Task description>
Using the Kuiper Belt passage, explain in one to three sentences why planetary scientists now agree that the giant planets migrated to their current orbits.

Selected passage>
* * * * * * *

For years, they found nothing. To find moving objects requires taking
repeated photographs of a region and looking for the points of light
that moved between the images. The limits of digital technology stymied
the early searches.

Finally, in 1992, they found 1992 QB1, probably about 100 miles wide,
the first Kuiper Belt object.

Dr. Brown had a reaction similar to many astronomers. "It's like, 'Oh my
god, Pluto finally makes sense,'" he said. "It's no longer an oddball
at the edge of the solar system."

Pluto was instead the harbinger of many properties now seen in Kuiper
Belt objects: the resonant orbits, the moons, the icy ingredients.

About that time, Renu Malhotra, a professor of astronomy at the
University of Arizona, was calculating the effects of Neptune?s
migrating outward, as some had hypothesized, early in the history of
the solar system. Her calculations indicated that Neptune would
effectively snowplow smaller objects into resonant orbits.

The first Kuiper Belt objects in resonant orbits were discovered in
1993. The distribution of resonant Kuiper Belt objects fit with what she
predicted, and now planetary scientists uniformly agree that the giant
planets were not born in their current orbits but migrated there.

Scientists are looking for more clues about the early history of the
solar system. Eugene Chiang, a professor of astronomy at the University
of California, Berkeley, theorizes that the solar system used to
contain several more gas giant planets that were subsequently ejected,
but that their gravitational effects remain imprinted in the Kuiper Belt.

* * * * * * *

Source data>
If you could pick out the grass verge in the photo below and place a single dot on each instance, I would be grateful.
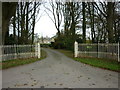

* * * * * * *

Finished answer>
Renu Malhotra calculated that if Neptune migrated outward early in the solar system's history, it would snowplow smaller objects into resonant orbits. Resonant Kuiper Belt objects were first discovered in 1993, and their distribution fit her prediction. As a result, planetary scientists agree that the giant planets were not born in their current orbits.